[What the exercise asks]
Please give the material again from the line containing "of protesters visible" through the line containing "[664, 408, 766, 523]", swapping "Caption says" for "Label reads" and leaving everything else unchanged.

[Data to use]
-------------------------

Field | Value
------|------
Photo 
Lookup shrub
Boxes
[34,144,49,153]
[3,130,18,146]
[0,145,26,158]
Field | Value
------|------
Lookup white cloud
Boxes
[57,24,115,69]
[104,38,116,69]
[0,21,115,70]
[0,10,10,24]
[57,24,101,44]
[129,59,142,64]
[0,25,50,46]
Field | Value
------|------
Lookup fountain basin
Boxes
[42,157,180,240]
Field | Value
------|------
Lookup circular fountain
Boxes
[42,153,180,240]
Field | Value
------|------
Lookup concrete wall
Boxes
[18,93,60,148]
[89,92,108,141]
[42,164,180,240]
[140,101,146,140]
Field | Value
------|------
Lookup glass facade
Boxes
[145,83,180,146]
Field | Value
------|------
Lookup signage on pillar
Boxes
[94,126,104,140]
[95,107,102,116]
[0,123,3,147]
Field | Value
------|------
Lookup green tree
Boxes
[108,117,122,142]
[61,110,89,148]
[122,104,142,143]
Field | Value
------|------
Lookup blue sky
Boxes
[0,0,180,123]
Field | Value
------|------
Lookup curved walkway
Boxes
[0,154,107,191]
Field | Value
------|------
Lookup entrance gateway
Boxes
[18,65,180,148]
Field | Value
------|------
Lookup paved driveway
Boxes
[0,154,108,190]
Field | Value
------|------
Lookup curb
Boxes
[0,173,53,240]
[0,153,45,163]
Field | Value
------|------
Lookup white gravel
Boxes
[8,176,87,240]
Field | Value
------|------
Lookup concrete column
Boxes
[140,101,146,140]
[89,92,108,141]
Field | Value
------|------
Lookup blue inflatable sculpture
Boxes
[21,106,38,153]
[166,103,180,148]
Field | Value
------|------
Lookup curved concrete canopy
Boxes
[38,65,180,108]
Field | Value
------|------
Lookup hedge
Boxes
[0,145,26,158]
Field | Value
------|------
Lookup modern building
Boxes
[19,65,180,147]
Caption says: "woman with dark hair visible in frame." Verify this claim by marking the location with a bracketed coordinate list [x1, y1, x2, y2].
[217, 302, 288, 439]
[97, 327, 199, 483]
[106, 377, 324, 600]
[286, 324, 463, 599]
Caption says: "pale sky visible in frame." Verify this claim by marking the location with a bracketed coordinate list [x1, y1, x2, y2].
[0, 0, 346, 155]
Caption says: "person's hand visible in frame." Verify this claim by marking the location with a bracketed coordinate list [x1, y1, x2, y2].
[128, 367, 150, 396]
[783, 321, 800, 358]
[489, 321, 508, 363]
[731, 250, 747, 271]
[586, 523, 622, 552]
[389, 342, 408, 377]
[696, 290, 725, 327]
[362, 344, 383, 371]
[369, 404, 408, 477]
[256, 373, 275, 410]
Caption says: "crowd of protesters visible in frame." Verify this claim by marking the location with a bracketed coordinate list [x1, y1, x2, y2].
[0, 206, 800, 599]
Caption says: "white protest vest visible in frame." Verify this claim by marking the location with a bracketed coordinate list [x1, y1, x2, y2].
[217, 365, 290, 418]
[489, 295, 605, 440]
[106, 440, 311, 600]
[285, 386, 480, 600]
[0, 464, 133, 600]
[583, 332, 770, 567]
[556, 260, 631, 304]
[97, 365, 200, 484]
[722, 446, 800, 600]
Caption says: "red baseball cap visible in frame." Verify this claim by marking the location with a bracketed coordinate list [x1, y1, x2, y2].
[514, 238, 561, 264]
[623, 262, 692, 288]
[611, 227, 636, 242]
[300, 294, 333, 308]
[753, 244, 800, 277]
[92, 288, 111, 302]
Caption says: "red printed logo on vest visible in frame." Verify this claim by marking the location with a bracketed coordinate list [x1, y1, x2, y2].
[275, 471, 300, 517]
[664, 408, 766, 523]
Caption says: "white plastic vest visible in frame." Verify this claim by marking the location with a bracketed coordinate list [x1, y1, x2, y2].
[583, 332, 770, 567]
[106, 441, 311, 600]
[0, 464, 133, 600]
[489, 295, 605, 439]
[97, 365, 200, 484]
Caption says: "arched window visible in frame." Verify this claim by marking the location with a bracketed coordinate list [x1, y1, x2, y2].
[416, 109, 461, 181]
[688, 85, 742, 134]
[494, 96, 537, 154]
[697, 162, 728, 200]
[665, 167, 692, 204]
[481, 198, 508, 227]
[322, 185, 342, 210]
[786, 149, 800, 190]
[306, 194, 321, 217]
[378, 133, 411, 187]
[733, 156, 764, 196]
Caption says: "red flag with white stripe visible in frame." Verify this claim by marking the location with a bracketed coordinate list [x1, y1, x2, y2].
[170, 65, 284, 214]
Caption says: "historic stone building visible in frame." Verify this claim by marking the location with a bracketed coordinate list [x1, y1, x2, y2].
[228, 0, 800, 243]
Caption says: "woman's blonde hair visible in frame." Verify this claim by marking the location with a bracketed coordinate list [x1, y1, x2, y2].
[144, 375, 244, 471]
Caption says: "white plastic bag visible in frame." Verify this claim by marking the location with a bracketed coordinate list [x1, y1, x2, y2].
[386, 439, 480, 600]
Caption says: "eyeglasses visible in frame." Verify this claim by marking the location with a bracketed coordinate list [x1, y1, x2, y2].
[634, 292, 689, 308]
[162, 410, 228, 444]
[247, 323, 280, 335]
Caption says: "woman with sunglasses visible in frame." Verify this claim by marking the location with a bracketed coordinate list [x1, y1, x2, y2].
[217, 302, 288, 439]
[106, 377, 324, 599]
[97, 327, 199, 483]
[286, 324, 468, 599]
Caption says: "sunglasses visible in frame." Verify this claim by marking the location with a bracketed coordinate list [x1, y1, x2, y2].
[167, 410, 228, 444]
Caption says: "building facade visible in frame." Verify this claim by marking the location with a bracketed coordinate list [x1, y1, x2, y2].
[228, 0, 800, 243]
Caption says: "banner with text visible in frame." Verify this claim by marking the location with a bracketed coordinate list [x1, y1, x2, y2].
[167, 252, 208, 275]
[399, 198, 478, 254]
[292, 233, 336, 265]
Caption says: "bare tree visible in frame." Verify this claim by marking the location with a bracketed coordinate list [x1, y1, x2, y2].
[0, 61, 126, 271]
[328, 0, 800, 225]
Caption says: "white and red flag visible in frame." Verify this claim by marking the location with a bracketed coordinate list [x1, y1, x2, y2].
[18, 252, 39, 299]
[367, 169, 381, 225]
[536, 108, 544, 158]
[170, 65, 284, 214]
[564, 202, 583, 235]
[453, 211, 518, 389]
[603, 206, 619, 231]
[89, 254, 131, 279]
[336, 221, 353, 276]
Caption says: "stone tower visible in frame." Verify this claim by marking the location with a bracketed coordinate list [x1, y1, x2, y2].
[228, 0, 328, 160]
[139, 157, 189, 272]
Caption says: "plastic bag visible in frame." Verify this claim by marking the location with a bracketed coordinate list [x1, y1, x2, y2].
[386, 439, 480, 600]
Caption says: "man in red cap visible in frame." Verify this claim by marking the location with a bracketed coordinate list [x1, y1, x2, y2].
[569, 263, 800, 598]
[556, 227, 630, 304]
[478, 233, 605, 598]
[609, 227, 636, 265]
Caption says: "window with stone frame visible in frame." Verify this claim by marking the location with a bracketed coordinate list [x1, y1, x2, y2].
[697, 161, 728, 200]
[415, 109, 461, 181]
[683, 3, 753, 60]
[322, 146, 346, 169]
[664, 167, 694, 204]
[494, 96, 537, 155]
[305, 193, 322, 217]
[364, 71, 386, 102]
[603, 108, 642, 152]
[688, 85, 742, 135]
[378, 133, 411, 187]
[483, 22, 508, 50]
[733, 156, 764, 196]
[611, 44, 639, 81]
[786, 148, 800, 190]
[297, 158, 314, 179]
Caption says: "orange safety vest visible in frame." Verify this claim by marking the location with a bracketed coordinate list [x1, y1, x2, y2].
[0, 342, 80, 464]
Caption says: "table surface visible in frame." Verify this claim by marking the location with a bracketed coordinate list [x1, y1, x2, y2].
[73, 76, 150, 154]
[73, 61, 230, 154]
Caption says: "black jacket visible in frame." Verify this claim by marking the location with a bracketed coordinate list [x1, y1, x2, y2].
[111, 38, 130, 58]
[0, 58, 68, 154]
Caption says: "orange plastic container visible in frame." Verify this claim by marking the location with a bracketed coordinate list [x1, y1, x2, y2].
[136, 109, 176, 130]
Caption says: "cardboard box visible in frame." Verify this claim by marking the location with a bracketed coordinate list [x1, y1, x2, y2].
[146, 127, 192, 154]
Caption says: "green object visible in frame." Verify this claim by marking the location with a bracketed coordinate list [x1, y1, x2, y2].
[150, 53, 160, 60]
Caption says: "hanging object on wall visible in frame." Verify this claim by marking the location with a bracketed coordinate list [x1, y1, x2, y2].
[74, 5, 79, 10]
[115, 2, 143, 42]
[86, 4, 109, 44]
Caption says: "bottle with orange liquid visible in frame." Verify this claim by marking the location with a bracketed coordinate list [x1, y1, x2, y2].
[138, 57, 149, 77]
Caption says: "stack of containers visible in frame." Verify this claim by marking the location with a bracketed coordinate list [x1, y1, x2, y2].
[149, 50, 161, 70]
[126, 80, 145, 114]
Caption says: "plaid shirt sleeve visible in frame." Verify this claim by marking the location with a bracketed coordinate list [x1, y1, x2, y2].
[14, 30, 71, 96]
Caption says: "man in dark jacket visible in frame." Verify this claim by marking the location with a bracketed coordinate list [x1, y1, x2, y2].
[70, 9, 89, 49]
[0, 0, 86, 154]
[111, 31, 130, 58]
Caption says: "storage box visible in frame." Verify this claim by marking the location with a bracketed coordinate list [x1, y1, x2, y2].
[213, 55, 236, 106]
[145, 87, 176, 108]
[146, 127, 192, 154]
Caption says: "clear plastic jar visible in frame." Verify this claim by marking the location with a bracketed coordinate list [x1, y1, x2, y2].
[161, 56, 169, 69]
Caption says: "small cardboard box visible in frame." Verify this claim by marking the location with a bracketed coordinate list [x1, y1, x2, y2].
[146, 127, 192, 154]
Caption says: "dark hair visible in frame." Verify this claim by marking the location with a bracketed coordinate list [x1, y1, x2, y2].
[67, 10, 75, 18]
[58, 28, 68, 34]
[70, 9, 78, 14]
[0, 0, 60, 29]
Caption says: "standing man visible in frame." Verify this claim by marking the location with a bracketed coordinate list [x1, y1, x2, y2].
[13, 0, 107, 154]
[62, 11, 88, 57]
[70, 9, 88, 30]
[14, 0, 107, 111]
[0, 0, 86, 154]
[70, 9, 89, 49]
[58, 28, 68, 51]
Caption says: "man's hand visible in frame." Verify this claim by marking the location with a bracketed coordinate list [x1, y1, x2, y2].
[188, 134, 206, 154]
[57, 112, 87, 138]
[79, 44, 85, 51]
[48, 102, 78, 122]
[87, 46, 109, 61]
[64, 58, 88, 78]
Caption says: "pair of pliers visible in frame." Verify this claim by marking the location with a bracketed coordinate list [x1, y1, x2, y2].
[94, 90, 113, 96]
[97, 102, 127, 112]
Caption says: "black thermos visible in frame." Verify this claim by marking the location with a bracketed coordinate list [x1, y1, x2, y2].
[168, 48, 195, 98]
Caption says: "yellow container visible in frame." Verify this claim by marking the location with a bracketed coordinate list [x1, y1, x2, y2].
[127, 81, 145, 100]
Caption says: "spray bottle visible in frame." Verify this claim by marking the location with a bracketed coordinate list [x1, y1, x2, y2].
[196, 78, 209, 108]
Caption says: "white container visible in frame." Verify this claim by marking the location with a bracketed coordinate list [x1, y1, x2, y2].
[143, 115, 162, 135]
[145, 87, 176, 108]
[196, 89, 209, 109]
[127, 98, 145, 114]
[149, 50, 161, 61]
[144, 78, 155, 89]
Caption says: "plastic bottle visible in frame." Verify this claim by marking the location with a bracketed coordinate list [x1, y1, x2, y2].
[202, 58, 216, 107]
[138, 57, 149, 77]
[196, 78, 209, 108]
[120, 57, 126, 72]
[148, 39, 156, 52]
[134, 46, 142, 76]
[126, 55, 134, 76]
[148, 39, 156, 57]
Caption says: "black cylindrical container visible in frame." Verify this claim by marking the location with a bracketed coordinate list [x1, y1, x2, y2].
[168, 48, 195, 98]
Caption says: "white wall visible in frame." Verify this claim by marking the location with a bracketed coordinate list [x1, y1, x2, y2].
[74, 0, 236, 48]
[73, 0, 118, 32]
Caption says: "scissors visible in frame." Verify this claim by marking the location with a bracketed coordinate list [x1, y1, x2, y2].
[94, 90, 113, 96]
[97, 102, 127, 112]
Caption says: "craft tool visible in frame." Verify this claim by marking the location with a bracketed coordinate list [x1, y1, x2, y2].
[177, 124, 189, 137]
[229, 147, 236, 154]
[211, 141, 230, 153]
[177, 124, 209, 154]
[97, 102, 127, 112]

-------------------------

[Reply to the task]
Label reads: "crowd of protesters visible in frame." Verify this claim by marking the location with a bracketed coordinate list [x1, y1, x2, y2].
[0, 206, 800, 599]
Label reads: "white protest vest visible in frame." Verify this claim by marking the location with a bracketed coordinate list [x1, y1, x2, y2].
[217, 365, 290, 418]
[489, 295, 605, 440]
[106, 440, 311, 600]
[285, 386, 480, 600]
[0, 464, 133, 600]
[583, 332, 770, 567]
[556, 260, 631, 304]
[97, 365, 200, 484]
[722, 446, 800, 600]
Label reads: "red baseball cap visible in frame." Verify this claim by marking the location with a bracketed coordinate list [x1, y1, x2, y2].
[514, 238, 561, 264]
[623, 262, 692, 288]
[611, 227, 636, 242]
[300, 294, 333, 308]
[753, 244, 800, 277]
[92, 288, 111, 302]
Label reads: "red printed logo on vest visible in frame." Verify this claim by marking the location with a bracketed coordinate list [x1, y1, x2, y2].
[275, 471, 300, 517]
[664, 408, 766, 523]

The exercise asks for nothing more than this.